Copy the data without any change, starting at the line that contains "draw the outline of the wooden table" and ending at the line that contains "192 97 L 206", with both of those lines included.

> Exercise material
====================
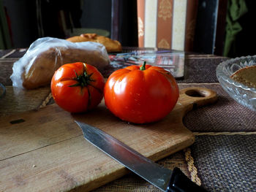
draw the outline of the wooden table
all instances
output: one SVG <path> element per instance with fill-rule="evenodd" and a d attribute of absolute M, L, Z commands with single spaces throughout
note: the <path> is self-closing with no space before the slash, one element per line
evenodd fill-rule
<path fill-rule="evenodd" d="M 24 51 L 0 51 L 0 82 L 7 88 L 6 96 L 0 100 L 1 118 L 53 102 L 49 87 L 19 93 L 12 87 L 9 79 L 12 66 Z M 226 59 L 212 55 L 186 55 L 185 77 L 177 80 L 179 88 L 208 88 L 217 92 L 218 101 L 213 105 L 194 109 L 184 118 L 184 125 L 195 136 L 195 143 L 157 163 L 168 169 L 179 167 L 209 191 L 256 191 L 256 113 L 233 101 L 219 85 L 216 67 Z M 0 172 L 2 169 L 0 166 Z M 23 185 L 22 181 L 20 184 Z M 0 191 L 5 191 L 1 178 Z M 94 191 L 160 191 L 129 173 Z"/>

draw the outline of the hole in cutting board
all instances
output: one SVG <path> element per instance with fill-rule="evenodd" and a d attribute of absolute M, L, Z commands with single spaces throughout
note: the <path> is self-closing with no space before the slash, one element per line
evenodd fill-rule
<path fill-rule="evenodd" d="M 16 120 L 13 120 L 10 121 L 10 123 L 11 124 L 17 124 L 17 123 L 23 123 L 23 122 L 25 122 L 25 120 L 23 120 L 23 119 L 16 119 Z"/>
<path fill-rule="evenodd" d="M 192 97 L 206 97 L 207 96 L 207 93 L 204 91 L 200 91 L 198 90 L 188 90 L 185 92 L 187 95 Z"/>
====================
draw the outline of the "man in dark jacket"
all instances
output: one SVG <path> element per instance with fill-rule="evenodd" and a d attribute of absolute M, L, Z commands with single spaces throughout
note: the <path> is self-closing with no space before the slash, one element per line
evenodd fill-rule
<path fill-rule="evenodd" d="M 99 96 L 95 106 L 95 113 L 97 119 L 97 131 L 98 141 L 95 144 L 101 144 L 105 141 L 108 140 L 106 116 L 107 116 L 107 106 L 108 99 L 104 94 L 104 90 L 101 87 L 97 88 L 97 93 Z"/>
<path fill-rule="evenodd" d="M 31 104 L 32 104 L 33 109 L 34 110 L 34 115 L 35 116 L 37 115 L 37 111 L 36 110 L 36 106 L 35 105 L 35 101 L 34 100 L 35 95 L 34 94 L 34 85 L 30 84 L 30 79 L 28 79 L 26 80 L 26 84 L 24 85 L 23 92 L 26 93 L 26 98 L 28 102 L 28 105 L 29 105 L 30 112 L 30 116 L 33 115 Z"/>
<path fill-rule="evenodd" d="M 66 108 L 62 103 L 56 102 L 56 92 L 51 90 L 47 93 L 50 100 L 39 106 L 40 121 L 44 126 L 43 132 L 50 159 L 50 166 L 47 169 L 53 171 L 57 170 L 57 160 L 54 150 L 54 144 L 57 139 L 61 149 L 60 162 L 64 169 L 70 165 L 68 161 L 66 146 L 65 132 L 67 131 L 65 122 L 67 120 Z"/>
====================
> Result below
draw the outline of the wooden table
all instances
output: one SVG <path> element per instance with fill-rule="evenodd" and a d attribute of absolute M, L, Z commands with single spaces throughout
note: the <path> is self-closing with no space before the slash, one element per line
evenodd fill-rule
<path fill-rule="evenodd" d="M 24 51 L 0 51 L 0 82 L 7 88 L 6 96 L 0 100 L 1 118 L 53 102 L 49 87 L 19 93 L 12 87 L 9 79 L 12 66 Z M 226 59 L 212 55 L 186 55 L 185 77 L 177 80 L 179 88 L 208 88 L 217 92 L 218 101 L 213 105 L 194 109 L 184 118 L 184 125 L 195 136 L 195 143 L 157 163 L 168 169 L 179 167 L 209 191 L 256 191 L 256 113 L 233 101 L 219 85 L 216 67 Z M 0 172 L 2 169 L 0 166 Z M 23 185 L 22 181 L 20 184 Z M 0 191 L 5 191 L 1 178 Z M 94 191 L 160 191 L 129 173 Z"/>

draw the outline of the hole in cutting board
all instances
output: one SVG <path> element per instance with fill-rule="evenodd" and a d attribute of absolute M, L, Z commands with single spaces throughout
note: the <path> is self-closing with no space before the slash, one element per line
evenodd fill-rule
<path fill-rule="evenodd" d="M 16 120 L 13 120 L 10 121 L 10 123 L 11 124 L 17 124 L 17 123 L 23 123 L 23 122 L 25 122 L 25 120 L 23 120 L 23 119 L 16 119 Z"/>
<path fill-rule="evenodd" d="M 192 97 L 206 97 L 207 96 L 207 93 L 204 91 L 200 91 L 198 90 L 188 90 L 185 92 L 187 95 Z"/>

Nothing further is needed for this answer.